Text extract ::
§

FW: Announcing Finalists for the OpenJDK Community Innovator's Challenge

Ted Neward ted at tedneward.com
Fri Mar 21 02:35:25 UTC 2008


It's kinda sounding like trying to go all the way to mingw's gcc is not
necessarily a great place to end up. *shrug* Well, that's why this is a
research project--my hope is to get #1 done, first and foremost, and see
where we are after that.

Ted Neward
Java, .NET, XML Services
Consulting, Teaching, Speaking, Writing
http://www.tedneward.com
 

> -----Original Message-----
> From: build-dev-bounces at openjdk.java.net [mailto:build-dev-
> bounces at openjdk.java.net] On Behalf Of Kelly O'Hair
> Sent: Thursday, March 20, 2008 10:58 AM
> To: Andrew Haley
> Cc: build-dev at openjdk.java.net; Steve Bohne
> Subject: Re: FW: Announcing Finalists for the OpenJDK Community
> Innovator's Challenge
> 
> IME...  shows you how old I am, not up-to-date on all these. ;^)
> 
> I have heard that the gcc4 PCH works pretty well, but officially we
> are still using gcc3. The hotspot Makefiles might have done a little
> work toward using gcc4 PCH, and their source may actually be ready for
> use of PCH with any of the compilers due to the Windows PCH work.
> 
> In the jdk Makefiles (not hotspot), I added a COMPILE_APPROACH variable
> that could be "normal", "parallel", or "batch".

§

Exercise instructions ::
Please reproduce the OpenJDK mailing-list message word for word from "Ted Neward ted" to "are after that.".

§

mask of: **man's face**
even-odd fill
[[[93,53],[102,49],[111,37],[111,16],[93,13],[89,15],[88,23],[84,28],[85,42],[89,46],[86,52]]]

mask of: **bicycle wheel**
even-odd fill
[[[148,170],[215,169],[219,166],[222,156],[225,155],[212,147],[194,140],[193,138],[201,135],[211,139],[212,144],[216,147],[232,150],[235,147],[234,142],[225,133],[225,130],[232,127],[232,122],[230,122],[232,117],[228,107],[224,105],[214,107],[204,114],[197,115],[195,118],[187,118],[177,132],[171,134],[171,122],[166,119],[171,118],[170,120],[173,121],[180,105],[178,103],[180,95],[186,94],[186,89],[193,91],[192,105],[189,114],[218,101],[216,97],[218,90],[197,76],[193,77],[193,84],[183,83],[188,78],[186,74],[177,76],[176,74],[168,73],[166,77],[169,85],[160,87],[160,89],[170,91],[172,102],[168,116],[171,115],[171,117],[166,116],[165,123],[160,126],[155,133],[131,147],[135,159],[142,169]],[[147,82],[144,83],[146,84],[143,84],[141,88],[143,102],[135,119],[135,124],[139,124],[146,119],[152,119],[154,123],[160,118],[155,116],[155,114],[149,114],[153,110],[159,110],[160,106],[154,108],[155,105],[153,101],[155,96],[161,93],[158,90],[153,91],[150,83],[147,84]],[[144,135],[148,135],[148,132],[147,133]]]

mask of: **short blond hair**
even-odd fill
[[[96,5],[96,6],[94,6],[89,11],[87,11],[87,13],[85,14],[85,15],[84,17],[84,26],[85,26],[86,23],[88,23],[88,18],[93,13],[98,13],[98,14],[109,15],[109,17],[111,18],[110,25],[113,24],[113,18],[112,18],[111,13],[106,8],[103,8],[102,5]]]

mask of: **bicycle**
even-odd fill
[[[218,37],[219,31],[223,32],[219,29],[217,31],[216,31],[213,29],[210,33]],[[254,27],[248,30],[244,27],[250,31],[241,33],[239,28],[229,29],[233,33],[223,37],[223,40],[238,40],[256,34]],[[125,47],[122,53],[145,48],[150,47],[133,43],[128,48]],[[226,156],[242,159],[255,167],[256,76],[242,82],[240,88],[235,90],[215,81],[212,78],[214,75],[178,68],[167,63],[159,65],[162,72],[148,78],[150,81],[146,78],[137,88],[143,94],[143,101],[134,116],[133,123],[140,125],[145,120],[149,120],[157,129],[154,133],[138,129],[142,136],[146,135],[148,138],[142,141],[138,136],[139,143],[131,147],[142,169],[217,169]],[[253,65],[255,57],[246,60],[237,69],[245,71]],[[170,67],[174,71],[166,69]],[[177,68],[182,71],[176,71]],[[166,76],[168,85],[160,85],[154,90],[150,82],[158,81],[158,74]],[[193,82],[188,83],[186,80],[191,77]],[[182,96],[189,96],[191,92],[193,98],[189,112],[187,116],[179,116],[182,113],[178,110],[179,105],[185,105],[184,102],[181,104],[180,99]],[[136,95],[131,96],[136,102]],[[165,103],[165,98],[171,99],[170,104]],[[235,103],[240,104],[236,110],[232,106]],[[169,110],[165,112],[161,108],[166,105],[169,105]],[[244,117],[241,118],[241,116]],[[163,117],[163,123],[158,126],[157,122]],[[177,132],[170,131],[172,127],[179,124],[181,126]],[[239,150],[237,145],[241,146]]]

§

Exercise result ::
Ted Neward ted at tedneward.com
Fri Mar 21 02:35:25 UTC 2008


It's kinda sounding like trying to go all the way to mingw's gcc is not
necessarily a great place to end up. *shrug* Well, that's why this is a
research project--my hope is to get #1 done, first and foremost, and see
where we are after that.